Quoted passage:
● ● ● ●

In all cases, we trigger and checkpoint all threads, regardless of
PHASE. They are all on the task list and will all get triggered (sent a
signal). However, we let the PHASE1 threads (if any) run before the
others are triggered.

The PHASE1 threads are normally blocked in the kernel, waiting for a
checkpoint request. As you noted, they are "triggered" first if they
exist. All they do in their signal handler code is change the state
(again, you already noted this). It is that change of state that causes
them to leave the blocked state and begin running callbacks that have
been registered with CR_THREAD_CONTEXT. After the checkpoint they resume
blocking in the kernel, ready for the next checkpoint.

If there are no PHASE1 threads, then the PHASE2 and NOPHASE threads are
signaled instead of the PHASE1. However, if there are any PHASE1 threads
in a given process, then BLCR waits until they have finished running
their callbacks and reached do_checkpoint(); this is the purpose of the
"phase_barrier". Only after that is cr_trigger_phase2() called to signal
the remaining (PHASE2 and NOPHASE) threads in the process.

Regarding the signal handler: there is one handler, cri_sig_handler(),
because signal handler registration is per-process, not per-thread.
However, that function calls others depending on the type of the thread:
PHASE1:
The (currently zero or one) thread that libcr creates to run
thread-context callbacks
Changes state to allow thread to wake and run callbacks registered as
CR_THREAD_CONTEXT
PHASE2:
Any application-created thread that has called cr_init()

● ● ● ●

Recorded information:

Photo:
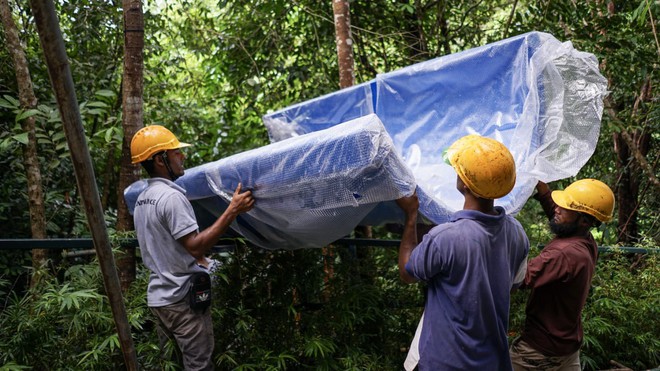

● ● ● ●

Short problem 1: According to the BLCR explanation, why is there only one signal handler, cri_sig_handler()?
Short problem 2: Reproduce the part of the BLCR explanation starting with "The PHASE1 threads are" and going on through "the next checkpoint.".
The data has no connection to the BLCR explanation.

Full answer 1: Signal handler registration is per-process, not per-thread.

Full answer 2:
The PHASE1 threads are normally blocked in the kernel, waiting for a
checkpoint request. As you noted, they are "triggered" first if they
exist. All they do in their signal handler code is change the state
(again, you already noted this). It is that change of state that causes
them to leave the blocked state and begin running callbacks that have
been registered with CR_THREAD_CONTEXT. After the checkpoint they resume
blocking in the kernel, ready for the next checkpoint.